— start —

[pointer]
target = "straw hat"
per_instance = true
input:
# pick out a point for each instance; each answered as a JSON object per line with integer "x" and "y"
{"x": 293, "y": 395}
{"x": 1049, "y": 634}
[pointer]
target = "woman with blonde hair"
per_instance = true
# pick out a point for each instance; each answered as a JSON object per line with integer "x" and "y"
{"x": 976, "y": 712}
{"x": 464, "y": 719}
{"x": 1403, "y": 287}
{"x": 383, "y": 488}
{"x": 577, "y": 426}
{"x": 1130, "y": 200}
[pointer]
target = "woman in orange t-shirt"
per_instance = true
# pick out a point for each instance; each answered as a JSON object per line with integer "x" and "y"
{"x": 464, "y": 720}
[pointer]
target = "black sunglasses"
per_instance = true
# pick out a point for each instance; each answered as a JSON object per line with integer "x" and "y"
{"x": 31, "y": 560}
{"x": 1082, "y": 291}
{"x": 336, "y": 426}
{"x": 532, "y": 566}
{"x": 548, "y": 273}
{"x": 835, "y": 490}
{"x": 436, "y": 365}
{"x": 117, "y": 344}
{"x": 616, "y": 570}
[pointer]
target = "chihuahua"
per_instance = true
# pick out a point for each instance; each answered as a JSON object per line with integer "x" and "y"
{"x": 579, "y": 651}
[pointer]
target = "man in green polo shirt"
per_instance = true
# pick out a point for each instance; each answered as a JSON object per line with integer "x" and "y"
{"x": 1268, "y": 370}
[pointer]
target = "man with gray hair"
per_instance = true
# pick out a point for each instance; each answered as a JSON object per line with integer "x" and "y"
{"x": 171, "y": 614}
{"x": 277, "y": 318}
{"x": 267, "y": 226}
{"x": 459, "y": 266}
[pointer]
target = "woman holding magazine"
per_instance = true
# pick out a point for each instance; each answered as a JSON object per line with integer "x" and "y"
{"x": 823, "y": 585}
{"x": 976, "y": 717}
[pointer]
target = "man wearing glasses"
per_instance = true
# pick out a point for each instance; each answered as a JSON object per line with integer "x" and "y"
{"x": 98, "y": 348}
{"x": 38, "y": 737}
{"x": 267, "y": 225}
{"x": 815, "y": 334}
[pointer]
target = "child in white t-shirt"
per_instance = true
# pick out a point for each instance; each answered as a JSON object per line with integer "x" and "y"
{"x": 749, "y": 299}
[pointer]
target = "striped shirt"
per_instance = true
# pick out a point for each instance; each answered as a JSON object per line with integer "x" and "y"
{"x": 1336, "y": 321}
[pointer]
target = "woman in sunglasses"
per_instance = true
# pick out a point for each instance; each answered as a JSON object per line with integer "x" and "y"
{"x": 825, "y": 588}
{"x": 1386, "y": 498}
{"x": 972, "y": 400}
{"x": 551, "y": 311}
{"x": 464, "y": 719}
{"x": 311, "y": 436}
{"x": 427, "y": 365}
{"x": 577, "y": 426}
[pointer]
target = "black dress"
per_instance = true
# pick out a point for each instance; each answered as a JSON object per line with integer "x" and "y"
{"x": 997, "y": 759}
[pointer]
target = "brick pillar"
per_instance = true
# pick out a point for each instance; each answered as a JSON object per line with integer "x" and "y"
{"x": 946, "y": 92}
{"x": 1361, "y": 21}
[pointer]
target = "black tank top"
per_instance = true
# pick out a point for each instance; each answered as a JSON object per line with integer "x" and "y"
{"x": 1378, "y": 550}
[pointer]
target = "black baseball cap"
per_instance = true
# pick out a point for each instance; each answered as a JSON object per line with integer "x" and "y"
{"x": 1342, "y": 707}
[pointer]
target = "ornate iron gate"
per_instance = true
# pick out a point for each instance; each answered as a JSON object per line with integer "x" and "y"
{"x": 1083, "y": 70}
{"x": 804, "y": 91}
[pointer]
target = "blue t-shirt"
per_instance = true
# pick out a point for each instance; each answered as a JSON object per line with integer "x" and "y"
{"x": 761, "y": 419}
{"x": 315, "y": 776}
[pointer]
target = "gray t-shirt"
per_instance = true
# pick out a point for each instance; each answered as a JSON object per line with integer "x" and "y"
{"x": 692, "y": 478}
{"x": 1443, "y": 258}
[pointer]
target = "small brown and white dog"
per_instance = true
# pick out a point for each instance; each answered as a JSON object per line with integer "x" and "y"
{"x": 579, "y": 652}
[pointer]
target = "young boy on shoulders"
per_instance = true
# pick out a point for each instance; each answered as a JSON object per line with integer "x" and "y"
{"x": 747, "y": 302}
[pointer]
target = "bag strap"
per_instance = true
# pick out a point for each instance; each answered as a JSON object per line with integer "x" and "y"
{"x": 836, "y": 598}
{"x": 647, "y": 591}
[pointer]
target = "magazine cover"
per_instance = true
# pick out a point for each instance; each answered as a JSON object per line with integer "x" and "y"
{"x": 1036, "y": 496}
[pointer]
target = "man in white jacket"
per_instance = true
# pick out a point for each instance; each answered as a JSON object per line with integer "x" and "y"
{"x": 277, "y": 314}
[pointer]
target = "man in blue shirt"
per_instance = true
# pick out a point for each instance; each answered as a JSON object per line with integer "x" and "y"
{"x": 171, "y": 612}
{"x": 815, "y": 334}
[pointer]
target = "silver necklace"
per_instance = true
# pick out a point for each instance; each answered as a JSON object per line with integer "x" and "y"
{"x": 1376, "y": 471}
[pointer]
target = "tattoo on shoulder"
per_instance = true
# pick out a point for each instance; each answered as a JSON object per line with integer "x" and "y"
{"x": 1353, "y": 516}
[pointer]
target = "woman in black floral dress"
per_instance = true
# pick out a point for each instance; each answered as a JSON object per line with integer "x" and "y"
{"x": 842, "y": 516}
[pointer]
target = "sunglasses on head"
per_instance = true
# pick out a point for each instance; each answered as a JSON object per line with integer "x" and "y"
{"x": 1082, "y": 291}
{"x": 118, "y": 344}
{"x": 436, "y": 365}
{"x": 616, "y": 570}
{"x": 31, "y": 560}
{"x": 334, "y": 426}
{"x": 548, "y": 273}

— end —

Task brief |
Nothing in the listing may be changed; retype it all exactly.

Exercise answer |
[pointer]
target = "straw hat"
per_instance = true
input:
# pick out a point for each instance; each answered as a JSON object per line with integer "x" and "y"
{"x": 293, "y": 395}
{"x": 1049, "y": 634}
[pointer]
target = "woman with blonde hair"
per_instance = true
# pick out a point for each instance; each answered as a JSON object per line with integer "x" and "y"
{"x": 976, "y": 712}
{"x": 464, "y": 719}
{"x": 1403, "y": 287}
{"x": 383, "y": 488}
{"x": 577, "y": 426}
{"x": 1130, "y": 200}
[pointer]
target = "woman in orange t-shirt"
per_instance = true
# pick out a point for each instance; each answered as a JSON object per line with integer "x" and "y"
{"x": 464, "y": 720}
[pointer]
target = "black sunglasses"
per_instance = true
# pick out a point for each instance; each answered as a JSON object per line with integer "x" and "y"
{"x": 31, "y": 560}
{"x": 1082, "y": 291}
{"x": 336, "y": 426}
{"x": 532, "y": 566}
{"x": 548, "y": 273}
{"x": 835, "y": 490}
{"x": 436, "y": 365}
{"x": 117, "y": 344}
{"x": 616, "y": 570}
[pointer]
target = "chihuahua"
per_instance = true
# pick out a point for each instance; each answered as a JSON object per line with integer "x" and "y"
{"x": 579, "y": 651}
[pointer]
target = "man in green polo shirt"
per_instance = true
# pick out a point for each instance; each answered as a JSON object per line with integer "x" and "y"
{"x": 1268, "y": 370}
[pointer]
target = "man with gray hair"
per_instance = true
# pick out a point for each instance; each answered as a JSON object per line with integer "x" and "y"
{"x": 171, "y": 614}
{"x": 277, "y": 318}
{"x": 267, "y": 226}
{"x": 459, "y": 266}
[pointer]
target = "woman holding magazine"
per_instance = true
# pick out a point for each instance; each answered as a JSON object per line with integer "x" and "y"
{"x": 823, "y": 585}
{"x": 976, "y": 717}
[pointer]
target = "man wearing glasses"
per_instance = true
# pick out a point for each instance; each answered as a JSON object per line with integer "x" and "y"
{"x": 98, "y": 348}
{"x": 38, "y": 737}
{"x": 267, "y": 225}
{"x": 815, "y": 334}
[pointer]
target = "child in white t-shirt"
per_instance = true
# pick out a point for each instance; each answered as a JSON object per line with integer "x" and "y"
{"x": 749, "y": 299}
[pointer]
target = "striped shirt"
per_instance = true
# pick out a point for each instance; each answered as a JSON object per line with integer "x" and "y"
{"x": 1336, "y": 321}
[pointer]
target = "woman in sunglasses"
per_instance = true
# pick out a point for each instance; each answered as a JSON object per line with integer "x" and "y"
{"x": 825, "y": 588}
{"x": 1386, "y": 498}
{"x": 972, "y": 400}
{"x": 551, "y": 311}
{"x": 464, "y": 719}
{"x": 311, "y": 436}
{"x": 427, "y": 365}
{"x": 577, "y": 426}
[pointer]
target = "black dress"
per_instance = true
# pick out a point for each instance; each answered as a JSON object per line with integer "x" and "y"
{"x": 997, "y": 759}
[pointer]
target = "brick pillar"
per_instance = true
# pick out a point for each instance; each answered as a JSON object per line with integer "x" and "y"
{"x": 946, "y": 92}
{"x": 1361, "y": 21}
[pointer]
target = "black tank top"
per_instance = true
# pick out a point for each instance; each answered as a JSON object per line with integer "x" and "y"
{"x": 1378, "y": 550}
[pointer]
target = "black baseball cap"
per_instance = true
# pick out a point for each instance; each answered as a JSON object per line with integer "x" and "y"
{"x": 1342, "y": 707}
[pointer]
target = "ornate iron gate"
per_instance = true
# pick out a point for each instance; each answered as a JSON object per line with integer "x" and "y"
{"x": 1083, "y": 70}
{"x": 804, "y": 91}
[pointer]
target = "blue t-shirt"
per_instance = true
# pick out a point for each instance; each answered as a JSON object per line with integer "x" and "y"
{"x": 761, "y": 419}
{"x": 315, "y": 776}
[pointer]
target = "gray t-shirt"
per_instance = true
# pick out a point for each instance; each answered as a JSON object per line with integer "x" and "y"
{"x": 692, "y": 478}
{"x": 1443, "y": 258}
[pointer]
target = "small brown and white dog"
per_instance = true
# pick out a point for each instance; each answered as a JSON object per line with integer "x" and "y"
{"x": 579, "y": 652}
[pointer]
target = "young boy on shoulders"
per_instance = true
# pick out a point for each instance; each answered as a JSON object per line with integer "x" and "y"
{"x": 747, "y": 302}
[pointer]
target = "bag strap"
per_instance = true
# pick out a point for each instance; each answered as a JSON object per line with integer "x" and "y"
{"x": 836, "y": 598}
{"x": 647, "y": 591}
[pointer]
target = "magazine cover"
per_instance = true
# pick out a point for each instance; each answered as a JSON object per line with integer "x" and "y"
{"x": 1036, "y": 496}
[pointer]
target = "man in white jacket"
per_instance = true
# pick out a point for each instance; each answered as a JSON object per line with integer "x" and "y"
{"x": 277, "y": 314}
[pointer]
target = "man in blue shirt"
per_instance = true
# pick out a point for each instance; each answered as a JSON object per line with integer "x" and "y"
{"x": 171, "y": 612}
{"x": 815, "y": 334}
[pointer]
target = "silver necklace"
per_instance = true
# pick out a point for each instance; each answered as a JSON object per line with integer "x" and "y"
{"x": 1376, "y": 471}
[pointer]
target = "tattoo on shoulder"
per_instance = true
# pick out a point for each instance; each answered as a JSON object per line with integer "x" and "y"
{"x": 1353, "y": 516}
[pointer]
target = "woman in black floral dress"
per_instance = true
# pick out a point for each instance; each answered as a JSON object per line with integer "x" and "y"
{"x": 842, "y": 516}
[pointer]
target = "sunglasses on head"
per_instance = true
# pick out a point for each instance; each answered as a JSON object per line with integer "x" and "y"
{"x": 1082, "y": 291}
{"x": 118, "y": 344}
{"x": 436, "y": 365}
{"x": 616, "y": 570}
{"x": 31, "y": 560}
{"x": 334, "y": 426}
{"x": 548, "y": 273}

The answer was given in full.